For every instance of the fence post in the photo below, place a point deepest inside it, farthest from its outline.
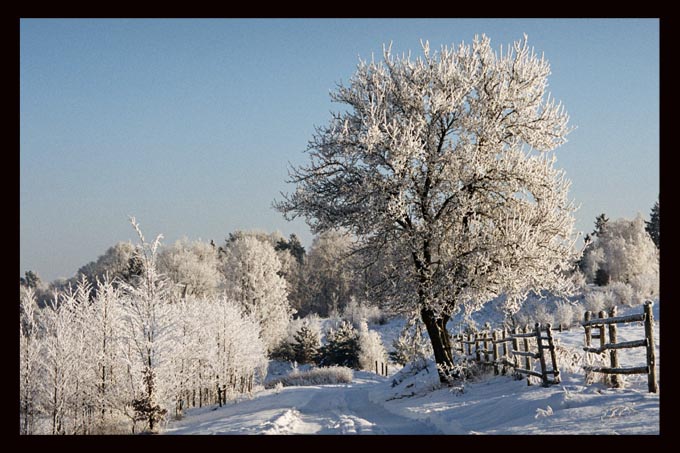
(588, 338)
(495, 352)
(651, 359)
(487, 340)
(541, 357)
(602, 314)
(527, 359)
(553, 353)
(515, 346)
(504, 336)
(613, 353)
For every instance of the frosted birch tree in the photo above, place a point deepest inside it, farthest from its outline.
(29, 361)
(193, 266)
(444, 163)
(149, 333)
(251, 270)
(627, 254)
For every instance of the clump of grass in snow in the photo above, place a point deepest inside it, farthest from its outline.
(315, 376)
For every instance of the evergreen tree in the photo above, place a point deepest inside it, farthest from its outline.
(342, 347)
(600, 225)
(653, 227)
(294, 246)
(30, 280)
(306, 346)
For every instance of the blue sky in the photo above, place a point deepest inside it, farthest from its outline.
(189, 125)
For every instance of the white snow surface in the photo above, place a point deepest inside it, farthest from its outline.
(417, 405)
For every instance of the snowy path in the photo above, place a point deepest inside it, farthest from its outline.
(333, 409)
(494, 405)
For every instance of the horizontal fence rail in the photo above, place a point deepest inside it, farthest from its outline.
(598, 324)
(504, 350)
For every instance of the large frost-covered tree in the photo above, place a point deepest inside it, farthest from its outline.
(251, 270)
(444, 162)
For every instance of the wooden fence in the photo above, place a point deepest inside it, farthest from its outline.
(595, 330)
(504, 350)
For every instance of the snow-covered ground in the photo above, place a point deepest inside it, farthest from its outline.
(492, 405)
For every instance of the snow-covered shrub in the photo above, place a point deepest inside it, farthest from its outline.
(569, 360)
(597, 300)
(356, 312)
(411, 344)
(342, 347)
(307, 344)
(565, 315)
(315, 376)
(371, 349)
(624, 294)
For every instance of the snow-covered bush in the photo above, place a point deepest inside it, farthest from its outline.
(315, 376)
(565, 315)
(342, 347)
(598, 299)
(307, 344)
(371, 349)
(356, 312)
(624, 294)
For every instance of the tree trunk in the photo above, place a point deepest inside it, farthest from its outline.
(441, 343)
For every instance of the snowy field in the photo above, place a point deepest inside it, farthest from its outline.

---

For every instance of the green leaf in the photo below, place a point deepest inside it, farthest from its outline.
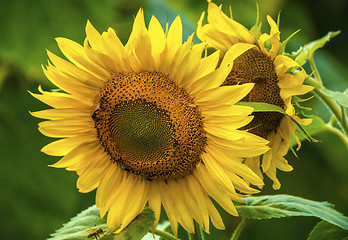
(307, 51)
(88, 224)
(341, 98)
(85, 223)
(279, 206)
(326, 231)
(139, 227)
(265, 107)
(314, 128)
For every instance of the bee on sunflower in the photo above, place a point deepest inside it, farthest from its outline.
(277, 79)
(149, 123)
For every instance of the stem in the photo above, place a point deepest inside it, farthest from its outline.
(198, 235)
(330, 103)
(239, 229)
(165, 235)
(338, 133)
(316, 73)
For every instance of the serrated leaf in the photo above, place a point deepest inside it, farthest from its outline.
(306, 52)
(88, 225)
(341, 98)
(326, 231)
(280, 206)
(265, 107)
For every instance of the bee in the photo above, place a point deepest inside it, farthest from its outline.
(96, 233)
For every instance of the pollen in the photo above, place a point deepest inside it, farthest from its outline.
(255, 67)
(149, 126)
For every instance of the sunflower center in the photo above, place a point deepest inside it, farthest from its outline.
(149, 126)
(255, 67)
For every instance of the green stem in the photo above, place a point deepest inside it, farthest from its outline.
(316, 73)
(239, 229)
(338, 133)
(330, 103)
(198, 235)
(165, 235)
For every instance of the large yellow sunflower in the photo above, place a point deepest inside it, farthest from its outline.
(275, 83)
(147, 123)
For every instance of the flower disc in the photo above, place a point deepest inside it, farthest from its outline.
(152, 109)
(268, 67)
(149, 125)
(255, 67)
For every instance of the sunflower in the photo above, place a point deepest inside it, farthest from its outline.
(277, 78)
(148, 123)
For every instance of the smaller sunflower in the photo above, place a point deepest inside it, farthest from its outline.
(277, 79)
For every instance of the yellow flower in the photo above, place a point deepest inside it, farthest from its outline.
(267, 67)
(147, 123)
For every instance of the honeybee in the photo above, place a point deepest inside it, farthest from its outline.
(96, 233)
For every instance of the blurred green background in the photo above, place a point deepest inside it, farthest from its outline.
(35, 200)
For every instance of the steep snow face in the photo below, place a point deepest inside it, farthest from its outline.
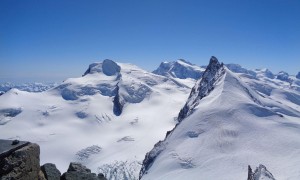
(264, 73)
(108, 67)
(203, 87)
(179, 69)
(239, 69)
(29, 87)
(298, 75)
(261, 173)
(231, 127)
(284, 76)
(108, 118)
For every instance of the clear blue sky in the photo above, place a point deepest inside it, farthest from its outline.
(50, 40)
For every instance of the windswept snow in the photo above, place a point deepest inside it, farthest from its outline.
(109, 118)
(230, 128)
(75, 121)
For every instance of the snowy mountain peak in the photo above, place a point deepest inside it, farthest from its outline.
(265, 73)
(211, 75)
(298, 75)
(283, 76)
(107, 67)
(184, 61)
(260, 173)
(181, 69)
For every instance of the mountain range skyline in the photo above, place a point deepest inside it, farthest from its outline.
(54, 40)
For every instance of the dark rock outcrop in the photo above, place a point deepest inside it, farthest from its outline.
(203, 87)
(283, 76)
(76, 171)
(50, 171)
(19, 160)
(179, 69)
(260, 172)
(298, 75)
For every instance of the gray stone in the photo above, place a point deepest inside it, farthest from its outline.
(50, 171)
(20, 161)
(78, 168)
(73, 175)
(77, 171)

[EXERCISE DETAILS] Look through the entries above and quote exactly the lines from the line with "For every instance of the tree" to the line with "For every instance of the snowy field", counting both of those lines.

[RESPONSE TO THIS TASK]
For every instance of the tree trunk in the photo above, place a point deepest inside it, farthest from its outline.
(441, 343)
For every instance of the snowy field in the photo above, place a point deepest inside it, farthest from its outline.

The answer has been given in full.